__Text shown__:
━━━━
Wednesday, March 23, 2011

Recent Efforts to Get Some Answers from the Cattaraugus County District Attorney’s Office (Part I)

    My original post (September 2010) sets forth my major concerns about the unsatisfactory investigation into my brother Mark’s death following a suspicious truck fire.  As I indicated there, I have continued to try to get answers to many of the troubling issues. 

    In May 2010, I raised a number of questions in a meeting with current Cattaraugus County District Attorney Lori Rieman.  I had previously discussed my concerns with her by telephone and e-mail.  When she was running for District Attorney in fall 2009, she agreed that not enough had been done in the investigation and referred specifically to the importance of checking the telephone records. 

    In late November 2009 shortly after her election, I sent the D.A.-elect copies of my letters to D.A. Sharkey, including the one of October 2008 outlining my major concerns and the relevant information I had learned.  Ms. Rieman replied by e-mail with the following: "I got your letter in the mail the other day and intend to do what I can when I get in office.  I cannot promise anything, but you deserve better and I will certainly do whatever I can.  I am thinking of asking that a special prosecutor (i.e. the Attorney General's office) be appointed to conduct an independent investigation.  I want to look at it first and consider which would be the best option."
━━━━
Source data
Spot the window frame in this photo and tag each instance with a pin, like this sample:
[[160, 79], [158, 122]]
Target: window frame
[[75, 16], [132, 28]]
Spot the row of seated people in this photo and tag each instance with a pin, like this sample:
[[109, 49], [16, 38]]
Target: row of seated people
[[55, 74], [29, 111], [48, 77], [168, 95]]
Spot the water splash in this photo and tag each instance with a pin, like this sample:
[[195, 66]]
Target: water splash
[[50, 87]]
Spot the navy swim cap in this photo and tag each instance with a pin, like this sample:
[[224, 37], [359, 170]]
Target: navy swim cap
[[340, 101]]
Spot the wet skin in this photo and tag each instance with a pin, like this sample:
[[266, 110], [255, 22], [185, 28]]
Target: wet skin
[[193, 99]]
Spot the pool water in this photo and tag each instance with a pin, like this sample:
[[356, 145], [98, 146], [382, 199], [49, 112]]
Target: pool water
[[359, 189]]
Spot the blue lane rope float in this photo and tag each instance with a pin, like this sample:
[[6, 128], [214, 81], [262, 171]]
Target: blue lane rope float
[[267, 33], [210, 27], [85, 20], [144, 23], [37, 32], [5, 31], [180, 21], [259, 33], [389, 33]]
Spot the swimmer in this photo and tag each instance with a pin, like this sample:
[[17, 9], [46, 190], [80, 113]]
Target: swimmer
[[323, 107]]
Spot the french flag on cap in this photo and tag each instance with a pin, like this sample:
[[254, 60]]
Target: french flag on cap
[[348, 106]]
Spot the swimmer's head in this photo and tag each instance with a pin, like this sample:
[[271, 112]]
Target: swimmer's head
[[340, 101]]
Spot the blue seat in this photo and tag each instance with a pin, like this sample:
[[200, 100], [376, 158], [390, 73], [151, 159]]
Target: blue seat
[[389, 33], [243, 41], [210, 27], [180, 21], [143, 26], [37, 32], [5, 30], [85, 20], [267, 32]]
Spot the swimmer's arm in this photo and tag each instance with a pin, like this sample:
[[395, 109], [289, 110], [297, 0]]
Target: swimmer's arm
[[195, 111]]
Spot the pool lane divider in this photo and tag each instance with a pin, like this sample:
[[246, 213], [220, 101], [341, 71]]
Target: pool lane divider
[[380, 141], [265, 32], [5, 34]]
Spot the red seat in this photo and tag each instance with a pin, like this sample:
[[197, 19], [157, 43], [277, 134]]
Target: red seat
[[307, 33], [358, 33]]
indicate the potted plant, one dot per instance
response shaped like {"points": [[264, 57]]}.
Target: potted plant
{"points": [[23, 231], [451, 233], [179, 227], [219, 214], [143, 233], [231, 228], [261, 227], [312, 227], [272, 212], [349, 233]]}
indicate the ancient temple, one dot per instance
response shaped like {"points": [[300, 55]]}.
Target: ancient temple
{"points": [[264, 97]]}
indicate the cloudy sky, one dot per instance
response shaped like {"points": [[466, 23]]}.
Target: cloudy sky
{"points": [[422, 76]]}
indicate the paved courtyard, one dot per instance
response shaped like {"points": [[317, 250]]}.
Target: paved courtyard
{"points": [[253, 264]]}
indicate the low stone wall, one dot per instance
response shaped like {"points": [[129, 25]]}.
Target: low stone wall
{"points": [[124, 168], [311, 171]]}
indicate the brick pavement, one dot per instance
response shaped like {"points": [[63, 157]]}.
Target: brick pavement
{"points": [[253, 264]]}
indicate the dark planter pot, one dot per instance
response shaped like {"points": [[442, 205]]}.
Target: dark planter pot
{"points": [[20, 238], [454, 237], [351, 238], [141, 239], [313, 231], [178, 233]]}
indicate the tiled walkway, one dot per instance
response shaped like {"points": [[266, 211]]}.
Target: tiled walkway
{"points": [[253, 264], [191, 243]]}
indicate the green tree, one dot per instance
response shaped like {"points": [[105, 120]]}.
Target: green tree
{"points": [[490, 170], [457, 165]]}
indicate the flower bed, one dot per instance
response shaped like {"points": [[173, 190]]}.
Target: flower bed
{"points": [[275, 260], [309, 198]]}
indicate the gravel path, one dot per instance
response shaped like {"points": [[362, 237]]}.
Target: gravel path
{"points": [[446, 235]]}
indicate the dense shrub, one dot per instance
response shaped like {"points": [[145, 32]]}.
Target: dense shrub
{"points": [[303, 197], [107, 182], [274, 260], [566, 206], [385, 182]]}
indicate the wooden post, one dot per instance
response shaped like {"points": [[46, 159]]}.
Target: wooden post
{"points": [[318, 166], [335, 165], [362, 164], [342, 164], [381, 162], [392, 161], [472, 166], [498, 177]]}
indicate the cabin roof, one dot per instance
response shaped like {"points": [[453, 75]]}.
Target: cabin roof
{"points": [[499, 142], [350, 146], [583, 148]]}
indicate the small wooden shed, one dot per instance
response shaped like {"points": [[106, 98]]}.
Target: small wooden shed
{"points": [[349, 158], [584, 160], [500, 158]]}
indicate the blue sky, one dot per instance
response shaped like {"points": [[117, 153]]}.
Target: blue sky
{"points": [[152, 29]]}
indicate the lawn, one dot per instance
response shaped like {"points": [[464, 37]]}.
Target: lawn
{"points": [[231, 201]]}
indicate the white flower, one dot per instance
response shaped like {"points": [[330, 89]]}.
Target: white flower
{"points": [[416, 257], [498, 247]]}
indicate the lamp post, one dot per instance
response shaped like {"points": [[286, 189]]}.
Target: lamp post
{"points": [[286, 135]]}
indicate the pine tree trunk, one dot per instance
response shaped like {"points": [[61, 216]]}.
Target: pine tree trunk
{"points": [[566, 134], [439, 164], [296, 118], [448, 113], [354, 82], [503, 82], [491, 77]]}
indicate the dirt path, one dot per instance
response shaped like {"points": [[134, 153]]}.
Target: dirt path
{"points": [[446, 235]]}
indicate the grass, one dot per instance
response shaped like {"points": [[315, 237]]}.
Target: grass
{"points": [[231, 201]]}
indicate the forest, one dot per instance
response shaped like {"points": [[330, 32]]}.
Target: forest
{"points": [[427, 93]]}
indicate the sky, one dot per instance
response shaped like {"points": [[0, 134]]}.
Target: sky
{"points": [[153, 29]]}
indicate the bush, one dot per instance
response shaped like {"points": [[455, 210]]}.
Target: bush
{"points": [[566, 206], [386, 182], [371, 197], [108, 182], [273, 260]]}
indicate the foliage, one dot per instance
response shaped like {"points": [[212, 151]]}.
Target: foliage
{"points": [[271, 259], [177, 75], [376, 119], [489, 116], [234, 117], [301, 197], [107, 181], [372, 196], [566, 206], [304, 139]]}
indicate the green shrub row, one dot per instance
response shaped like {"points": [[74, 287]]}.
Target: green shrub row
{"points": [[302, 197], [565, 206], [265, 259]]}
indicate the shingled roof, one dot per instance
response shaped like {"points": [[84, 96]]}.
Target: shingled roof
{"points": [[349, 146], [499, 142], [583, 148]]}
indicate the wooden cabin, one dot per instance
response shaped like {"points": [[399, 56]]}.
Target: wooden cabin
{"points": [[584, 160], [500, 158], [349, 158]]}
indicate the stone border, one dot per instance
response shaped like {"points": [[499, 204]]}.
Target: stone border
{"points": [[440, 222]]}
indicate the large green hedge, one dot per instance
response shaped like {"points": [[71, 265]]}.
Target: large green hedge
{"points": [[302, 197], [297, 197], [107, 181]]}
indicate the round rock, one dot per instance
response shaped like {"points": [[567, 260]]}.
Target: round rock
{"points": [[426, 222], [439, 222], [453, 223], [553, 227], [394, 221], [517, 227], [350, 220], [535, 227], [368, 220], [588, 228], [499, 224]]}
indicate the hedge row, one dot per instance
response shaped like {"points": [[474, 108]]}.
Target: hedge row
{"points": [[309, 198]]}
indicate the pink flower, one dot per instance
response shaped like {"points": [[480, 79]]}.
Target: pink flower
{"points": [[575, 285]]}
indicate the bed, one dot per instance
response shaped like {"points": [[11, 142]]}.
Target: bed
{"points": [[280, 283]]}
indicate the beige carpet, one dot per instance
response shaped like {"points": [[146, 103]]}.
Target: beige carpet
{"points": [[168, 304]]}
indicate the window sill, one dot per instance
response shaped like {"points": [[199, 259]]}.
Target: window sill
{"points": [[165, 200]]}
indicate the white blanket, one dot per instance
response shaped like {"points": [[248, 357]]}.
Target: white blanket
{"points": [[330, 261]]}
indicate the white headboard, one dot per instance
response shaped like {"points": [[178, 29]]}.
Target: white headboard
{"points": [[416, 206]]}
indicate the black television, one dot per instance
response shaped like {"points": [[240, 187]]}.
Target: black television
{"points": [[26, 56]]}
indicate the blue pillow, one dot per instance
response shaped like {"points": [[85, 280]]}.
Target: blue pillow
━━━━
__Task instructions__: Please write out the passage of the blog post on the district attorney's office verbatim, beginning at the words "My original post" and stopping after "the troubling issues.".

__Response to the exercise__:
My original post (September 2010) sets forth my major concerns about the unsatisfactory investigation into my brother Mark’s death following a suspicious truck fire.  As I indicated there, I have continued to try to get answers to many of the troubling issues.